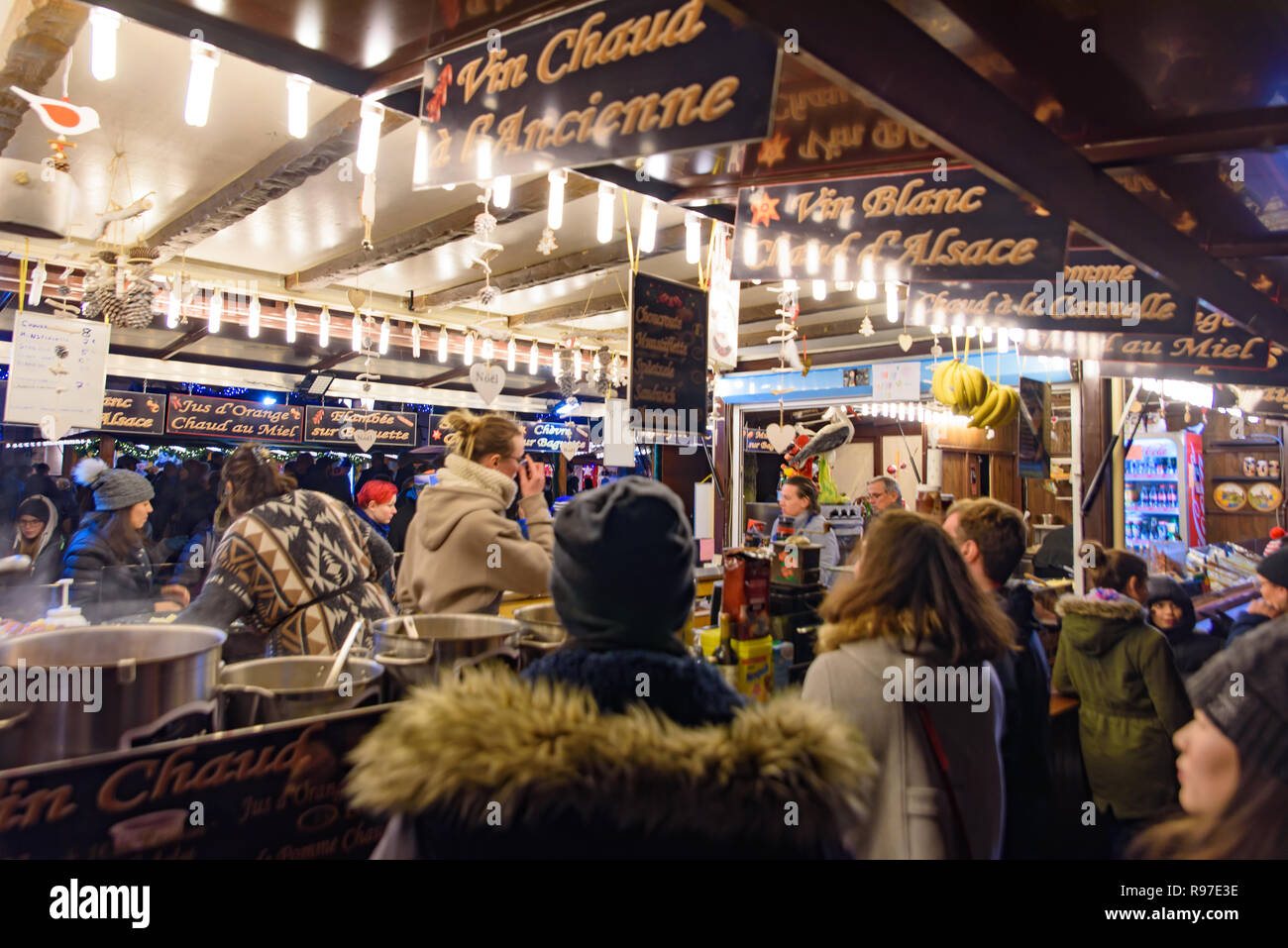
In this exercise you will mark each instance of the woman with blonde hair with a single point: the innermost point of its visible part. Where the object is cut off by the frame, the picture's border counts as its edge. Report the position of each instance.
(463, 552)
(906, 655)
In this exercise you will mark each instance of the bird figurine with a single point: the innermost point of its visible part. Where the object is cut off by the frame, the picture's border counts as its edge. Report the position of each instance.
(60, 115)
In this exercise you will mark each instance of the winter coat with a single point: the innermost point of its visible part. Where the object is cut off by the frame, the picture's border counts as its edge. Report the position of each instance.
(1131, 700)
(107, 586)
(819, 532)
(1026, 730)
(300, 570)
(1189, 648)
(463, 553)
(21, 594)
(571, 764)
(912, 815)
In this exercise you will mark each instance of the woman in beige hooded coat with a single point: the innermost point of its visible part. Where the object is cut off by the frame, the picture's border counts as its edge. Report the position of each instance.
(463, 552)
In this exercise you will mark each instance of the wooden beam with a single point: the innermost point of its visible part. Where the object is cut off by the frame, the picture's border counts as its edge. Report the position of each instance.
(528, 198)
(42, 34)
(571, 265)
(329, 141)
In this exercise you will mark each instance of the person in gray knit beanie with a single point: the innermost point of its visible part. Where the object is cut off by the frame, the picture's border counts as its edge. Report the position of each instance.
(1233, 764)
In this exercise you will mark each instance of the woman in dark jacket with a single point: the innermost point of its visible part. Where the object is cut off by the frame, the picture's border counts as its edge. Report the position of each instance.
(107, 558)
(619, 745)
(1172, 613)
(22, 595)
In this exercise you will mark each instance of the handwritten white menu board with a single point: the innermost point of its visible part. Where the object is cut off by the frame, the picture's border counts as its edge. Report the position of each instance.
(56, 373)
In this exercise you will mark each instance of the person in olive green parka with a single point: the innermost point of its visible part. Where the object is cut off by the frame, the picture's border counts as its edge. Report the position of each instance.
(1131, 697)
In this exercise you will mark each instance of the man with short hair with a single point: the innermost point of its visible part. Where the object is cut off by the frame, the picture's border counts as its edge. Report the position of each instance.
(992, 537)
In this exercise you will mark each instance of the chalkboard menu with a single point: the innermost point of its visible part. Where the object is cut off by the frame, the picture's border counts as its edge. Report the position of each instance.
(346, 425)
(227, 417)
(669, 356)
(133, 412)
(269, 792)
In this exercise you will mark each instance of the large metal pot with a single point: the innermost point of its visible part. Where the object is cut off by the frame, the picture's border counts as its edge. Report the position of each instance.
(415, 649)
(541, 631)
(133, 685)
(267, 690)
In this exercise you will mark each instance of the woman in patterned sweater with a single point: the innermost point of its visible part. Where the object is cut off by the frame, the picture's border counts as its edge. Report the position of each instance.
(299, 567)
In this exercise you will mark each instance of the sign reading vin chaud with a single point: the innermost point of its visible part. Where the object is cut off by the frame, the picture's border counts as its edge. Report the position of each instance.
(601, 82)
(906, 227)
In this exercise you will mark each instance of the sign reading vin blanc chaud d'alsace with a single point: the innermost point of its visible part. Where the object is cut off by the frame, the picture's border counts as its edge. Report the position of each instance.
(601, 82)
(898, 227)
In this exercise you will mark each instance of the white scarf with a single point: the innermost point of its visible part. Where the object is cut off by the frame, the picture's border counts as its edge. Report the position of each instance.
(493, 481)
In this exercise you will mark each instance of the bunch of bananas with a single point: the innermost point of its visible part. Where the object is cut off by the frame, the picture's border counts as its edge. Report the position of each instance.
(958, 385)
(1000, 407)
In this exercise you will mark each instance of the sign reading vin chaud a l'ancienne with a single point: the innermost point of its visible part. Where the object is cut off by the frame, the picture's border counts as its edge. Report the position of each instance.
(903, 227)
(601, 82)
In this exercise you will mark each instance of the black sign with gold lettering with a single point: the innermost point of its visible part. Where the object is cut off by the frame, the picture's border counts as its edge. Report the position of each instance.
(605, 81)
(905, 227)
(134, 412)
(227, 417)
(348, 425)
(669, 356)
(271, 792)
(1098, 291)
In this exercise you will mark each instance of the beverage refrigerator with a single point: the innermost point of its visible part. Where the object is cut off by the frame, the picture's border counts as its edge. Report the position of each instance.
(1163, 492)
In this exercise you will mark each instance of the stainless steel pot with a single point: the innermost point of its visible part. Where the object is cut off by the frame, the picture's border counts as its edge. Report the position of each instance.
(112, 687)
(541, 631)
(415, 649)
(267, 690)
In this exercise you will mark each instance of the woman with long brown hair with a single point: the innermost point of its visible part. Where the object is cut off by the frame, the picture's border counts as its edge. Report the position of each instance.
(1233, 764)
(463, 553)
(906, 655)
(299, 567)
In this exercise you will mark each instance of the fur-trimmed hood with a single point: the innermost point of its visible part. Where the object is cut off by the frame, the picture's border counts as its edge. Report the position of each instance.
(785, 776)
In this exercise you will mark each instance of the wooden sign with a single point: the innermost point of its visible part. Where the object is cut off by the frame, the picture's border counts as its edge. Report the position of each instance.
(909, 227)
(227, 417)
(134, 412)
(605, 81)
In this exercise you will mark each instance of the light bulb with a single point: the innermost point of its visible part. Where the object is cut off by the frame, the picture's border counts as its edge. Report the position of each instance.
(369, 136)
(648, 226)
(554, 214)
(201, 82)
(102, 52)
(38, 285)
(604, 232)
(420, 162)
(297, 106)
(215, 312)
(692, 237)
(501, 191)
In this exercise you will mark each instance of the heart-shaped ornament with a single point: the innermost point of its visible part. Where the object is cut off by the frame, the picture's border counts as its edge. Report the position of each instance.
(781, 437)
(487, 380)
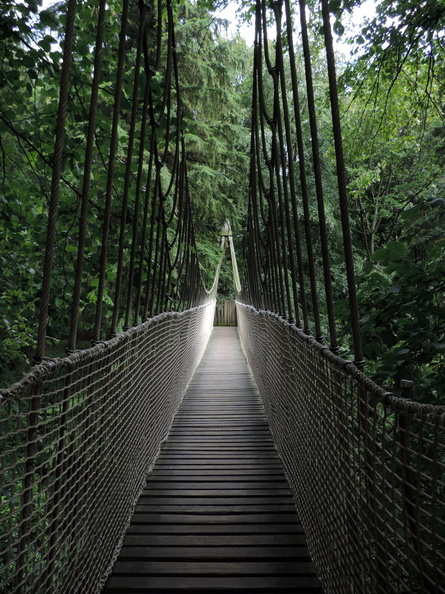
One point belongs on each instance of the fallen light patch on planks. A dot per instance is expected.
(217, 514)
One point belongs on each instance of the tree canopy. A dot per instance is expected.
(392, 89)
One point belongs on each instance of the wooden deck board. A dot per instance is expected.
(216, 514)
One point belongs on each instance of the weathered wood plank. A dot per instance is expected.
(216, 514)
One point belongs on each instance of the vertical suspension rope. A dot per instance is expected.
(55, 182)
(111, 169)
(318, 179)
(118, 287)
(87, 176)
(341, 177)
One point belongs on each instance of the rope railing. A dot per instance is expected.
(79, 433)
(366, 467)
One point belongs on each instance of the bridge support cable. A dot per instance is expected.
(366, 467)
(79, 433)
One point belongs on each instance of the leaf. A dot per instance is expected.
(410, 214)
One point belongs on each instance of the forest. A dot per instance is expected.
(392, 84)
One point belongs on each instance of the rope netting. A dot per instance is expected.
(79, 434)
(366, 467)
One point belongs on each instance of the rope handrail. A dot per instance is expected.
(80, 432)
(366, 466)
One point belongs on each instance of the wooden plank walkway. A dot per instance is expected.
(217, 514)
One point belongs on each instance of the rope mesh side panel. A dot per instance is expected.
(366, 467)
(93, 423)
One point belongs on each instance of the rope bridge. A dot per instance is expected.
(80, 433)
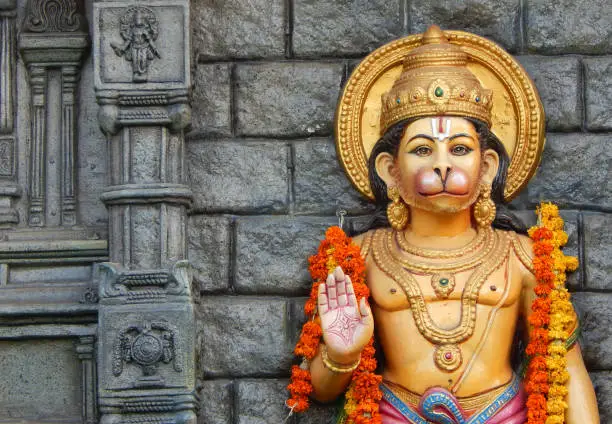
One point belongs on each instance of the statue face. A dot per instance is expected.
(439, 164)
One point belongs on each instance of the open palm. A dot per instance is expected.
(347, 325)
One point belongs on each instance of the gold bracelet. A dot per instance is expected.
(336, 367)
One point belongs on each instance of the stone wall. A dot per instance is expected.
(267, 183)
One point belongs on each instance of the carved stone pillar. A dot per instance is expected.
(9, 188)
(146, 346)
(54, 36)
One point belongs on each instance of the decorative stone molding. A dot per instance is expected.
(146, 313)
(53, 16)
(148, 286)
(9, 189)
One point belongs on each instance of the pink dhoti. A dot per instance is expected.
(504, 405)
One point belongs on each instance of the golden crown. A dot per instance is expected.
(435, 80)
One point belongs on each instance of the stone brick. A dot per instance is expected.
(209, 251)
(497, 20)
(244, 336)
(287, 99)
(569, 26)
(574, 171)
(238, 29)
(261, 401)
(238, 177)
(598, 250)
(596, 321)
(335, 28)
(7, 4)
(272, 253)
(602, 381)
(320, 185)
(558, 82)
(598, 94)
(212, 99)
(216, 402)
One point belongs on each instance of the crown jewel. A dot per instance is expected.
(435, 80)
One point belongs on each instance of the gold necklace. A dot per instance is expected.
(447, 354)
(443, 275)
(477, 242)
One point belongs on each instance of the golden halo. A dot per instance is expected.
(517, 113)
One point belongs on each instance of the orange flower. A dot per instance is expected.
(363, 393)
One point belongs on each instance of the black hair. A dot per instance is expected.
(389, 143)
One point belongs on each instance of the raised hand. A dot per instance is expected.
(347, 326)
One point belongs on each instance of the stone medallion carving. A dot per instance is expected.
(139, 30)
(147, 345)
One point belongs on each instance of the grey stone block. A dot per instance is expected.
(602, 381)
(211, 112)
(261, 401)
(287, 99)
(598, 93)
(272, 253)
(569, 26)
(245, 336)
(596, 321)
(7, 4)
(320, 185)
(216, 402)
(238, 29)
(598, 250)
(574, 171)
(558, 82)
(239, 177)
(336, 28)
(497, 20)
(209, 240)
(40, 379)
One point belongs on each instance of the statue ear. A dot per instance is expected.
(385, 168)
(490, 164)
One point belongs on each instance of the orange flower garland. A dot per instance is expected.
(551, 319)
(363, 394)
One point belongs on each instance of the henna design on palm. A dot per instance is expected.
(344, 326)
(347, 326)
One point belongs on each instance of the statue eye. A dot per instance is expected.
(422, 151)
(460, 150)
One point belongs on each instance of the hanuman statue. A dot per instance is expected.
(449, 271)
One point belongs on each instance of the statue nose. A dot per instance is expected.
(442, 172)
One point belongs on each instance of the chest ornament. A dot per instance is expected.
(393, 261)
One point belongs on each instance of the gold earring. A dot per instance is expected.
(397, 211)
(484, 208)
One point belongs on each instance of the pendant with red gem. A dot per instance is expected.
(448, 357)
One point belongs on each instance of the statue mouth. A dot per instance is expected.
(443, 193)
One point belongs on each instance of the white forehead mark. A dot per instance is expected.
(440, 128)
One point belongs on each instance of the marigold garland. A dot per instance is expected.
(551, 320)
(363, 394)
━━━
TASK INSTRUCTIONS: Copy each line exactly, from the line containing "One point belongs on each instance of the statue nose." down to the last line of the material, and no other lines.

OUTPUT OF THE TASK:
One point belongs on each instance of the statue nose. A dot per instance is expected.
(442, 172)
One point belongs on each instance of the chest ornament. A dot per instance is expected.
(393, 261)
One point belongs on each instance of the gold earring. A dot per instance is expected.
(397, 211)
(484, 208)
One point belongs on each instance of the pendant with red gem. A dot per instance is expected.
(448, 357)
One point belongs on each instance of the statue mouth. A dot per instance is expected.
(443, 193)
One point belongs on each instance of the white forehead mark. A dot per instance is expected.
(440, 128)
One point belongs on each instance of the marigold garland. A dot per instance is expected.
(551, 320)
(363, 394)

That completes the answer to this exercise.